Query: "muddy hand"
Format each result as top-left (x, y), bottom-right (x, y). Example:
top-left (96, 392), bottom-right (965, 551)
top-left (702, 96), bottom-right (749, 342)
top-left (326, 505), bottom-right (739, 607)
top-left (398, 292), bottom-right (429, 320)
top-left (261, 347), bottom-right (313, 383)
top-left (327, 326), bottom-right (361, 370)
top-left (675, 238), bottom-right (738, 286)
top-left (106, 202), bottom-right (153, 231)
◇ ◇ ◇
SET TASK =
Copy the rows word for word, from the very first line down to the line that holds "top-left (326, 505), bottom-right (739, 607)", both ends included.

EXERCISE ANSWER =
Query: "muddy hand"
Format each result as top-left (x, y), bottom-right (x, y). Example:
top-left (96, 392), bottom-right (965, 551)
top-left (702, 96), bottom-right (749, 342)
top-left (326, 505), bottom-right (739, 607)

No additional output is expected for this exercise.